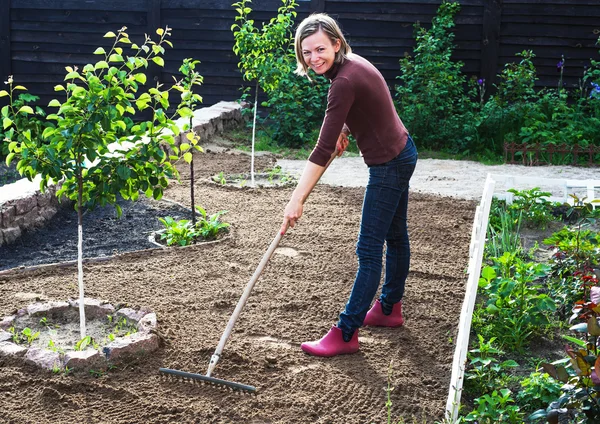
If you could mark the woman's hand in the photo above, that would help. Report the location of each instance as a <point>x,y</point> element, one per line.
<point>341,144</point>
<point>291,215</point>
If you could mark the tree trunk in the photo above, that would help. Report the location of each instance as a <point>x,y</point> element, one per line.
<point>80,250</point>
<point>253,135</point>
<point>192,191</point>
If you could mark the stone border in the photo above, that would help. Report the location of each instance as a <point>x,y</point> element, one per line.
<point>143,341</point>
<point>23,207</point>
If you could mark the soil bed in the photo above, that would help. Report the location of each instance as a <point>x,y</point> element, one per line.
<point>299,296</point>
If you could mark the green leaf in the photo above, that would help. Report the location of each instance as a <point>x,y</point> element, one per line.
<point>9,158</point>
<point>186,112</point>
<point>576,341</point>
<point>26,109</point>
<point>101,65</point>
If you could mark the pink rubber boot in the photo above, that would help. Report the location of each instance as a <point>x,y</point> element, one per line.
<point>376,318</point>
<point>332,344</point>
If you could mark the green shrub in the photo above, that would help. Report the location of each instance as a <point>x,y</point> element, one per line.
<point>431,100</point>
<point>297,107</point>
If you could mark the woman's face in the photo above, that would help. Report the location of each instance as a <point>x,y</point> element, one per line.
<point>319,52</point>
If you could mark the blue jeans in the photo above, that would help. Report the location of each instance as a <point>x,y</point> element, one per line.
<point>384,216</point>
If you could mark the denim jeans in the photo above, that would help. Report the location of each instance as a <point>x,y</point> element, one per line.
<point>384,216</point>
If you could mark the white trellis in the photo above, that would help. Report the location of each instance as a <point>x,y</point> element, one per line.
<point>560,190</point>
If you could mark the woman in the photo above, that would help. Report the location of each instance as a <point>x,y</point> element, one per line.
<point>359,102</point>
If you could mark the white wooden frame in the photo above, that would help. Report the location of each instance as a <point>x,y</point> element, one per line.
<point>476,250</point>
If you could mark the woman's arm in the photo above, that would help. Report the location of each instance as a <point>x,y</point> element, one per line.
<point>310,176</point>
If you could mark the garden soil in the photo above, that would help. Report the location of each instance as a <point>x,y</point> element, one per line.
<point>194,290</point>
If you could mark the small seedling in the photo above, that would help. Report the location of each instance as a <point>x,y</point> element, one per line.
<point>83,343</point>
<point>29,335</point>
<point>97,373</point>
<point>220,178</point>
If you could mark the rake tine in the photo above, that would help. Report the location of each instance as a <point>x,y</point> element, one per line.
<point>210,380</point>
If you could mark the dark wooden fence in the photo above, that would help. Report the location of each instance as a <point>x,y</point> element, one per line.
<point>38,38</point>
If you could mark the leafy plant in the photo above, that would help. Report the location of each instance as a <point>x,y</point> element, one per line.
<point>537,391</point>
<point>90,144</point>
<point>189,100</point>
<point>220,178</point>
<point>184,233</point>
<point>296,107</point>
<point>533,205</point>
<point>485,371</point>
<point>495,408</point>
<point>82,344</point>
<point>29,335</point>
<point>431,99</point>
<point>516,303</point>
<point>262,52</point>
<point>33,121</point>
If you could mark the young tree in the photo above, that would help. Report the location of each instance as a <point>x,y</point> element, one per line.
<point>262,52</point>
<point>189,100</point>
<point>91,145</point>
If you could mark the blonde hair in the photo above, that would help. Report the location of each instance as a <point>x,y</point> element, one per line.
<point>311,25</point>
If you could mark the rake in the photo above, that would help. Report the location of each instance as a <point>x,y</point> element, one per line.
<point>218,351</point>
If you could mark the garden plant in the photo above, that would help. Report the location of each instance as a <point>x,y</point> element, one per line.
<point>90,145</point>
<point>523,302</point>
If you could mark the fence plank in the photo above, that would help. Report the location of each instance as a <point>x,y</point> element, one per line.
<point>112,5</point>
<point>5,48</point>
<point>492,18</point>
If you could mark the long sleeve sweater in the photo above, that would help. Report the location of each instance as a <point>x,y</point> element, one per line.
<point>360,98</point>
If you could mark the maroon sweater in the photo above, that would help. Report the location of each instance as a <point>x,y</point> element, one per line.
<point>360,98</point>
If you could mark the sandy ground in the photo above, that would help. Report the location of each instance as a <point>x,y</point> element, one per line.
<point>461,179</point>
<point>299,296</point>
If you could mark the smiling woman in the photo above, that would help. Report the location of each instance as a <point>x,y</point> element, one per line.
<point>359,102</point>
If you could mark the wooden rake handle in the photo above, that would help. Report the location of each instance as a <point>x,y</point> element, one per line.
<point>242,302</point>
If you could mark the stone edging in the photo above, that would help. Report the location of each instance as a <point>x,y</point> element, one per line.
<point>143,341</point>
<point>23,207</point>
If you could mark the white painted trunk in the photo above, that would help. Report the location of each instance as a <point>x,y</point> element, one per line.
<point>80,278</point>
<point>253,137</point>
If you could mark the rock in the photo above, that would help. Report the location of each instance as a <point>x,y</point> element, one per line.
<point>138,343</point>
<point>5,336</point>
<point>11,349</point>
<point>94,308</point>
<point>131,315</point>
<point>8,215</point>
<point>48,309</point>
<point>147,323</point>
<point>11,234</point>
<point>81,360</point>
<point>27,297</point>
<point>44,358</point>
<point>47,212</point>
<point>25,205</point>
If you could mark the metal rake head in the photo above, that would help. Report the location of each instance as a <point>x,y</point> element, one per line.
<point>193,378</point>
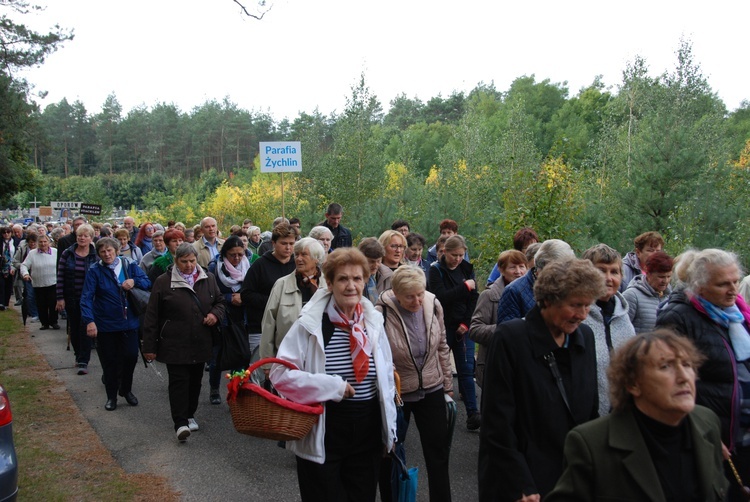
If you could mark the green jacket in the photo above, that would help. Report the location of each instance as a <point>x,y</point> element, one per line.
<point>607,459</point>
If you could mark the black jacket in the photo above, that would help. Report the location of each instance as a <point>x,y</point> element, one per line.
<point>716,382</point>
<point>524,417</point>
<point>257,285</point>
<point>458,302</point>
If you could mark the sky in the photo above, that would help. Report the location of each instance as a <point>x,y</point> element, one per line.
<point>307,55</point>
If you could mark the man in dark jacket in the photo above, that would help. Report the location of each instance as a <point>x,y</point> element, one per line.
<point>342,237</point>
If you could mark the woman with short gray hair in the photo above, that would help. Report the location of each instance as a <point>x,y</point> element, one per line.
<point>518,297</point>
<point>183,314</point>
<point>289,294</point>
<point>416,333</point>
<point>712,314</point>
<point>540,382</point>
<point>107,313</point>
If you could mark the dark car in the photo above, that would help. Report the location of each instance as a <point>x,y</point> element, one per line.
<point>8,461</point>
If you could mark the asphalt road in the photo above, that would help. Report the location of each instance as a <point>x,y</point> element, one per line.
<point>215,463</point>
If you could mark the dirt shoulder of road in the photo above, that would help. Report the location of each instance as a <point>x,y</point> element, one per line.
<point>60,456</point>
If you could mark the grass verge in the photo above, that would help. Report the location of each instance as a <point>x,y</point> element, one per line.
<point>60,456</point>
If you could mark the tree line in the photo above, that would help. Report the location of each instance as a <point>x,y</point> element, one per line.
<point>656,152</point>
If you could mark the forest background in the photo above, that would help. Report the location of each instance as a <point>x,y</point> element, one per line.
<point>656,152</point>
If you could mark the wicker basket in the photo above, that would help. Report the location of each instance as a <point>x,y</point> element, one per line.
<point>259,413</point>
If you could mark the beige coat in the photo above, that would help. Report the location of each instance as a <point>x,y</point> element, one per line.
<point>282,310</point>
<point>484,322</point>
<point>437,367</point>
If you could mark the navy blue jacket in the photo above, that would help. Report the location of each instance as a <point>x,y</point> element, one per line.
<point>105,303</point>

══════════

» **TASK DIRECTIONS**
Your answer must be the full set of entries, set down exactly and without pictures.

» **YOUR RESPONSE**
If you could mark the woman's hand in the photo above, that would help. Report the location of each instance as a <point>x,y</point> element, one per line.
<point>341,144</point>
<point>291,215</point>
If you could mark the tree trunk in the photo above, that would help. Report the location of each instance as a <point>x,y</point> element, one per line.
<point>80,250</point>
<point>253,135</point>
<point>192,191</point>
If you could mark the stone border in the photo above, that would help. Report the location of each instance as a <point>x,y</point> element, one per line.
<point>143,341</point>
<point>23,207</point>
If you could mark the soil bed in the photo above, that would help. Report the location of each instance as a <point>x,y</point> element, one per line.
<point>299,296</point>
If you could mark the green leaf in the photo above, that would help. Report the location of each instance as a <point>x,y</point> element, one per line.
<point>9,158</point>
<point>186,112</point>
<point>576,341</point>
<point>26,109</point>
<point>101,65</point>
If you could mark the pink rubber boot in the photo above, that would help. Report the location of each instance as a <point>x,y</point> element, one per line.
<point>376,318</point>
<point>332,344</point>
If you could mark the green shrub in the photo above, that would help. Report the location of each instance as a <point>x,y</point> element, one per line.
<point>431,100</point>
<point>297,107</point>
If you could mark the woman's face in the photo above, that would help. Report the location of each instance as a <point>x,y</point> element, one per line.
<point>319,52</point>
If you could mark the blue jeans in the photo above, that would help. Report the location of each instance as a <point>x,y</point> element, one per line.
<point>384,216</point>
If you could mark the denim jeans in the photo above, that would help. Report the location of each instance as a <point>x,y</point> element, one per line.
<point>384,216</point>
If you could mark the white trellis in the photo above, that would help. Report the location of each instance as a <point>x,y</point> element, one per line.
<point>560,190</point>
If you could mark the woman in the photo above, that would help. Report the location of each instance as a <point>x,y</point> element, one per line.
<point>359,102</point>
If you could mark the white wooden frame in the photo above, that would help. Report the location of each instance as a <point>x,y</point> element, one per line.
<point>476,250</point>
If you could mark the woman's arm in the photo above, that would help. Report the location of each instance as a <point>x,y</point> element, one per line.
<point>310,176</point>
If you could mark the garden soil in the photo above, that would help. Report the location of each instance as a <point>x,y</point> element, one per line.
<point>194,290</point>
If you could mark the small seedling in the photo above, that would help. Report the location of each instance as a <point>x,y</point> element, one per line.
<point>83,343</point>
<point>29,335</point>
<point>97,373</point>
<point>220,178</point>
If you could mark the rake tine in the photo above, that would help. Report the location of each instance as a <point>x,y</point> element, one per line.
<point>210,380</point>
If you could mark the dark wooden fence in the photo above, that would help. Report the location of each instance as a <point>x,y</point> element, one per line.
<point>38,38</point>
If you could mark the leafy plant in the photo above, that would help. Report the location of each instance as a <point>x,y</point> element, one per line.
<point>537,391</point>
<point>90,144</point>
<point>189,100</point>
<point>220,178</point>
<point>184,233</point>
<point>296,107</point>
<point>533,205</point>
<point>485,371</point>
<point>495,408</point>
<point>82,344</point>
<point>29,335</point>
<point>431,99</point>
<point>516,303</point>
<point>262,52</point>
<point>33,121</point>
If you could mark the young tree in the photo above, that would help. Report the location of each instance as a <point>x,y</point> element, one per line.
<point>262,52</point>
<point>189,100</point>
<point>91,145</point>
If you could mark the blonde hair in the photo above, that would help. Report the location of each instance as a <point>x,y</point> element, one per line.
<point>311,25</point>
If you could mark the rake in the photo above, that would help. Report the location of each instance as a <point>x,y</point> element, one per line.
<point>218,351</point>
If you could mark the garden plant in the photo above, that would help. Report the location of each instance as a <point>x,y</point> element, one per line.
<point>90,145</point>
<point>523,302</point>
If you could mark the fence plank in the photo above, that would help. Report the location of each instance as a <point>x,y</point> element, one per line.
<point>112,5</point>
<point>5,48</point>
<point>492,18</point>
If you could mark the long sleeve sweater in the photo above, that would help. Report the location of each instance as a <point>x,y</point> element, one per line.
<point>360,98</point>
If you could mark the maroon sweater in the photo above, that would help. Report the location of each instance as a <point>x,y</point> element, one per line.
<point>360,98</point>
If you could mark the sandy ground in the photo above, that would help. Report the location of each instance as a <point>x,y</point> element, one per line.
<point>461,179</point>
<point>299,296</point>
If you could mark the smiling woman in the photo above, that would help. Report the location of each instance as a <point>x,y</point> element, one per line.
<point>359,102</point>
If you could mark the wooden rake handle in the photo above, that would help. Report the location of each instance as a <point>x,y</point> element, one per line.
<point>242,302</point>
If you could mark the stone edging in the photo above, that would help. Report the location of each instance as a <point>x,y</point> element, one per line.
<point>143,341</point>
<point>23,207</point>
If you could mark the white painted trunk in the photo above, that would help. Report the location of each instance as a <point>x,y</point> element, one per line.
<point>80,278</point>
<point>253,137</point>
If you could mark the rock in the photo above, that would help. Report the location of each instance as a <point>x,y</point> element, one per line.
<point>138,343</point>
<point>5,336</point>
<point>11,349</point>
<point>94,308</point>
<point>131,315</point>
<point>8,215</point>
<point>48,309</point>
<point>147,323</point>
<point>11,234</point>
<point>81,360</point>
<point>27,297</point>
<point>44,358</point>
<point>47,212</point>
<point>25,205</point>
If you could mark the metal rake head in the photo above, that would help. Report the location of each instance as a <point>x,y</point> element, one per line.
<point>193,378</point>
If you could mark the green jacket in the photo above, that would help. Report the location of each instance as a <point>x,y</point> element, one per line.
<point>607,459</point>
If you could mark the black jacket in the photo above, that would help. Report the location of each instance as a <point>x,y</point> element, one per line.
<point>716,382</point>
<point>524,417</point>
<point>257,285</point>
<point>458,302</point>
If you could mark the sky in the photo above, that would help. Report the location of each instance as a <point>x,y</point> element, one per line.
<point>307,55</point>
If you could mark the man in dark jacket in the photo above, that would help. Report the location of each instance as a <point>x,y</point> element, one per line.
<point>342,237</point>
If you could mark the woman with short gray hair in the photo above, that would help. Report the location of each instance as a <point>x,y</point> element, one per line.
<point>518,297</point>
<point>183,314</point>
<point>289,294</point>
<point>416,333</point>
<point>712,314</point>
<point>540,382</point>
<point>107,313</point>
If you could mark the dark car in the photo above, that would help. Report the location of each instance as a <point>x,y</point> element, one per line.
<point>8,461</point>
If you could mark the asphalt road in the photo above, that would help. Report the location of each instance as a <point>x,y</point> element, one per line.
<point>215,463</point>
If you could mark the dirt shoulder of road in the photo above, that would help. Report the location of each instance as a <point>x,y</point> element, one per line.
<point>60,456</point>
If you could mark the grass verge in the photo above, that would help. Report the location of each instance as a <point>x,y</point> element, one per line.
<point>60,456</point>
If you could mark the tree line in the photo above, that would help. Report the location of each instance as a <point>x,y</point> element, one per line.
<point>656,152</point>
If you could mark the forest background in the photo above, that would help. Report the location of each instance as a <point>x,y</point> element, one per line.
<point>656,152</point>
If you could mark the wicker basket in the photo above, that would help. Report the location of each instance as a <point>x,y</point> element, one per line.
<point>259,413</point>
If you could mark the beige coat in the photo above, that would help. Report the location of each instance as a <point>x,y</point> element, one per line.
<point>282,310</point>
<point>484,322</point>
<point>437,367</point>
If you could mark the navy blue jacket in the photo above, that would help. Report the location of each instance as a <point>x,y</point> element, one per line.
<point>105,303</point>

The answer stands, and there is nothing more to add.